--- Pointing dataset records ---
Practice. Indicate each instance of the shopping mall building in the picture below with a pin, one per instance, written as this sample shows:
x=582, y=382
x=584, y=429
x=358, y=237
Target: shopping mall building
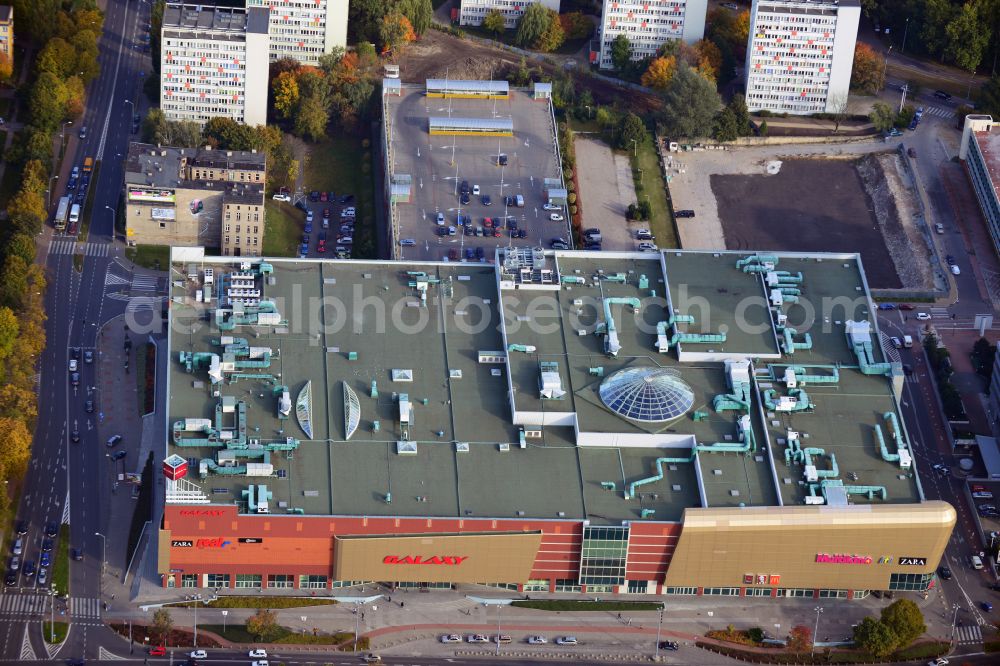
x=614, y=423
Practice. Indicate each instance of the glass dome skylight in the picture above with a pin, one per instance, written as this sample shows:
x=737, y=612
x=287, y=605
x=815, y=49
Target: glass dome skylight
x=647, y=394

--

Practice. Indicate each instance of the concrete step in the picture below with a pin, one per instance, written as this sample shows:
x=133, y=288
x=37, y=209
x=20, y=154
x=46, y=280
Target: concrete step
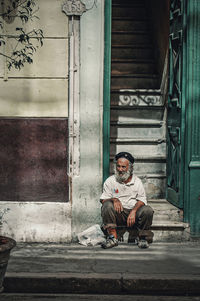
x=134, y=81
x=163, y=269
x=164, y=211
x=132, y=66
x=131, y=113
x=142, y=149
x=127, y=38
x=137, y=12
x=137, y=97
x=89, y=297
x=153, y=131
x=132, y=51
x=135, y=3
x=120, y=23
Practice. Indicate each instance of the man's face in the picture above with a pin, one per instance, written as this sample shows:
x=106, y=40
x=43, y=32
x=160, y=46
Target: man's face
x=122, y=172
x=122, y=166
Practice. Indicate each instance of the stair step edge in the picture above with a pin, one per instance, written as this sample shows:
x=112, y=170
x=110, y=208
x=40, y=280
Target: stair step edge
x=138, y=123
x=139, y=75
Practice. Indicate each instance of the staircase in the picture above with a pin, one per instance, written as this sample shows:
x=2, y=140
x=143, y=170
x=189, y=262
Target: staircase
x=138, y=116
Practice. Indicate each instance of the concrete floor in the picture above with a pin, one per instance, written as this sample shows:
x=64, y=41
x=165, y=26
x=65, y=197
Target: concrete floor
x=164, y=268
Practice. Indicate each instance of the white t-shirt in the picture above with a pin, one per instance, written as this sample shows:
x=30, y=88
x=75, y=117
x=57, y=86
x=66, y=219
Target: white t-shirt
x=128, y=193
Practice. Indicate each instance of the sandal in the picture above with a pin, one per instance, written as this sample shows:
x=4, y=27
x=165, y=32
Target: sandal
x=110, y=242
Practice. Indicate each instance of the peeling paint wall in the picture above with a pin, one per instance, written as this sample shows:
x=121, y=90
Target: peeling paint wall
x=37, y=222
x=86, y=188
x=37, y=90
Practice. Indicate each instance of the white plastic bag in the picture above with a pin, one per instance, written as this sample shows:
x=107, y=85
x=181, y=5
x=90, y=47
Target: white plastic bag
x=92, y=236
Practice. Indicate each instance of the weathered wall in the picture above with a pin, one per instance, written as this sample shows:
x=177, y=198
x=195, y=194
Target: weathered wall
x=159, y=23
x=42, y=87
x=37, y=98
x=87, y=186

--- Job ---
Count the lines of the data above that contain the word "dome". Reply with the number only.

--- Solved problem ---
2